REQUIRED ACTIONS:
[1] Duplicate the stretch of the overtime pay text from "By eliminating overtime" through "will gain anything.".
[2] Go on with the text about the overtime pay rule changes, beginning after its last sentence.

DOCUMENT EXCERPT:
──────────

Jul 14, 2003
The U.S. House of Representatives recently cleared the way for the Labor Department to change federal rules concerning overtime pay. The Labor Department says it wants to change the rules in order to "modernize" them and make them less "confusing."
It's true, there is nothing confusing about these new rules: they are an open attack on the hard-won principle that companies should pay workers time-and-a-half for all hours worked over 40 in a week.
To begin with, an estimated 1.3 million white collar employees who earn over $65,000 a year will lose the right to overtime pay they now have. In addition, another estimated eight million workers earning between $22,100 and $65,000 a year, will lose their overtime pay rights. Among the hundreds of classifications involved are emergency medical technicians, licensed practical nurses, draftsmen, surveyors, cooks, dental hygienists, and paralegals, as well as many lower level supervisors.
By eliminating overtime pay rights for only particular categories of workers and those with the highest pay, the government hopes to drive a wedge into the working class.
This change is only the beginning of an attack on the time-and-a-half rule. To get this one by, the administration sugared it up by changing the rules that affect the lowest-paid workers, raising the cut-off below which overtime is supposed to be paid. This was hardly a new gift to the lowest-paid workers, however, since this limit had been frozen at its 1975 level for 28 years, meaning that inflation had excluded more and more low-paid workers from legally guaranteed overtime pay. The new limit, which makes up less than two thirds of what inflation costs, is still set so low that – at best – only about a million workers will gain anything.

──────────

RECORDS:
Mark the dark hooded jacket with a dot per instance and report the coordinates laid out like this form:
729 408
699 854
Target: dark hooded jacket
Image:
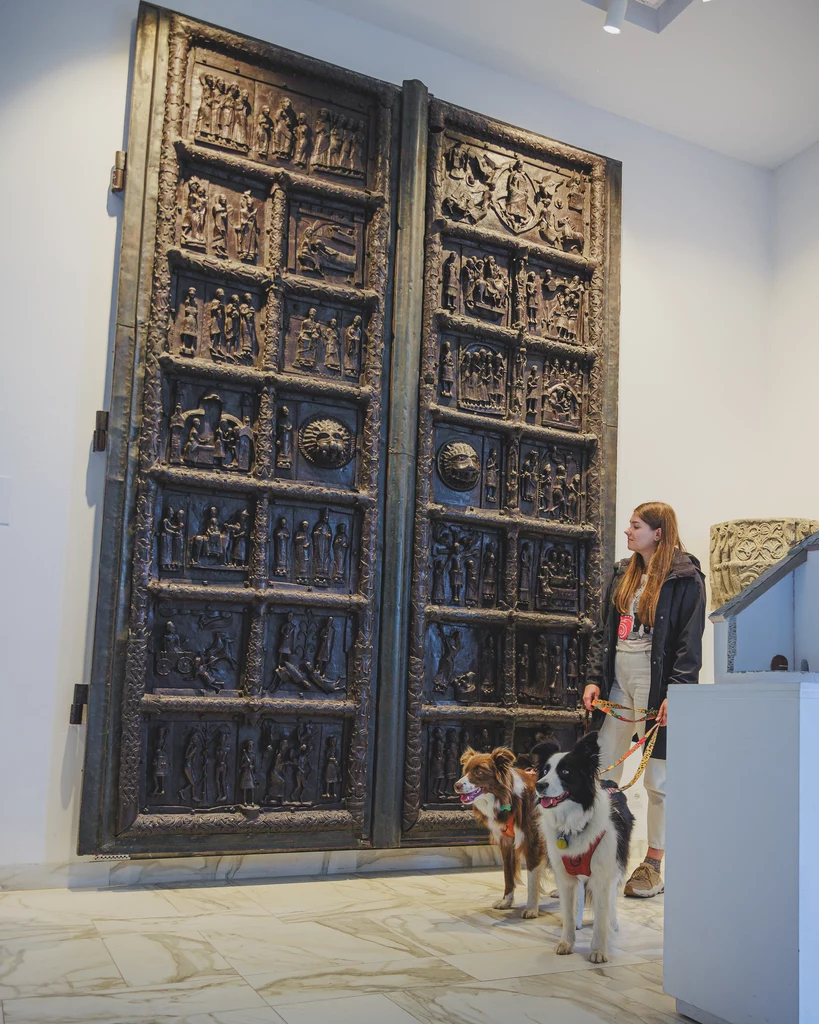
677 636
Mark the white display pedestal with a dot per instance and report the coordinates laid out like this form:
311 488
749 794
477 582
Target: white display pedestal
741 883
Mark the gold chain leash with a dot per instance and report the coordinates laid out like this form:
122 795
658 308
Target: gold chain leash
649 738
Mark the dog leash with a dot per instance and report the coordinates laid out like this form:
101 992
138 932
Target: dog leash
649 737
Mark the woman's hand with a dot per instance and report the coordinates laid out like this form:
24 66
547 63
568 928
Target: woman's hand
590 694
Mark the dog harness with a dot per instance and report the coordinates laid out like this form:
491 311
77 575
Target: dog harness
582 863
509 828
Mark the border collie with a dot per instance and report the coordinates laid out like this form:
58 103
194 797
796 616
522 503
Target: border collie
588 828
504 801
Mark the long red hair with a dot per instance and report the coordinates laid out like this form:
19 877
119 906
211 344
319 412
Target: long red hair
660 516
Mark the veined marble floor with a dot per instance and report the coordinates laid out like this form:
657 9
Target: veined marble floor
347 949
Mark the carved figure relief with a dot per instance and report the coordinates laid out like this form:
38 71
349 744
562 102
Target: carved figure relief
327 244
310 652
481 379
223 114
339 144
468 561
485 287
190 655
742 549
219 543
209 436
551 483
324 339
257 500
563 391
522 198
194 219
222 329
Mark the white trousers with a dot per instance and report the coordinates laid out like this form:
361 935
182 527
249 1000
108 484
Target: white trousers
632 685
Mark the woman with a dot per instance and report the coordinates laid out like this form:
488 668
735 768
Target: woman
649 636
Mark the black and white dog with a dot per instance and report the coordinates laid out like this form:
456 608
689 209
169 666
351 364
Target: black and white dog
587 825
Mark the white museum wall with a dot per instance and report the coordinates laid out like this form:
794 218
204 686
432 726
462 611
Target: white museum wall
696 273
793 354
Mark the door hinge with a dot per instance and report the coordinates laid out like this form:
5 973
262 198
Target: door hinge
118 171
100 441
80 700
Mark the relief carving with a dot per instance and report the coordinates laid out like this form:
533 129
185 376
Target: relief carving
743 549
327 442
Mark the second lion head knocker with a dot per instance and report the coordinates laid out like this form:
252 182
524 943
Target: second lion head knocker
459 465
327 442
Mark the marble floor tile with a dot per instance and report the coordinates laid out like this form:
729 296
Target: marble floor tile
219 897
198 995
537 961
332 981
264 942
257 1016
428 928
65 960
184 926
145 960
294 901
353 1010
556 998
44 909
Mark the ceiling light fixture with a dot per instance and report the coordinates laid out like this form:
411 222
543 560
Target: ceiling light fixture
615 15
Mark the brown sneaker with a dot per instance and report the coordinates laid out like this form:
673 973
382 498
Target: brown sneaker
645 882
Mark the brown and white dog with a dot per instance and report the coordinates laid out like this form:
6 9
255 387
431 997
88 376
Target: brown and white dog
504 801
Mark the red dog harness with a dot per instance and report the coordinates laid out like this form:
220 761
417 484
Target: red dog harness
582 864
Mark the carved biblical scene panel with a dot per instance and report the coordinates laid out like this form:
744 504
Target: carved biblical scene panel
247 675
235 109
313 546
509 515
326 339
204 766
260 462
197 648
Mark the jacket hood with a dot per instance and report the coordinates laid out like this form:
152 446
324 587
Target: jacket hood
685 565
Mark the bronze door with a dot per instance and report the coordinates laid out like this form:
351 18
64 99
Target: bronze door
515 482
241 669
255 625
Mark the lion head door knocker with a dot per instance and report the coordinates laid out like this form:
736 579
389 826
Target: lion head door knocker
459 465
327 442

──────────

RESPONSES:
[1]
By eliminating overtime pay rights for only particular categories of workers and those with the highest pay, the government hopes to drive a wedge into the working class.
This change is only the beginning of an attack on the time-and-a-half rule. To get this one by, the administration sugared it up by changing the rules that affect the lowest-paid workers, raising the cut-off below which overtime is supposed to be paid. This was hardly a new gift to the lowest-paid workers, however, since this limit had been frozen at its 1975 level for 28 years, meaning that inflation had excluded more and more low-paid workers from legally guaranteed overtime pay. The new limit, which makes up less than two thirds of what inflation costs, is still set so low that – at best – only about a million workers will gain anything.

[2]
Covered up by this small improvement is the real aim of the rule change, which threatens overtime immediately for over nine million workers and indirectly threatens overtime pay for tens of millions more.
This is only the beginning of a much wider attack on the right to overtime pay that will eventually fall on every worker – whether or not they are covered by federal labor standards, whether they are in a union or not.
The working class has a long tradition of fighting to reduce the hours of work while increasing the total weekly pay. Workers fought repeatedly to have their hours of work reduced from 12, 14 or even 16 hours a day down to 10 and then 8 hours. The workers forced the bosses to give up some of the fruits of increased productivity to those whose labor created more production.
In the 1930s, when workers were fighting to decrease hours of work at no loss in pay, the government responded by setting a premium for all hours worked beyond 40 a week or eight in a day. When the federal government wrote this principle into law in the Fair Labor Standards Act of 1938, the unions considered it a victory.
It was far from that. It was a way to divert workers from fighting to reduce their hours further. The vast increases of productivity since mean that a 20-hour work week could be standard with weekly wages higher than those based on heavy overtime.
Instead we have heavy overtime as the way to get a decent income. And now the bosses feel so bold they think they can even take back the overtime premium.
No! It's long past the time when the workers should begin to refuse the bosses' demands.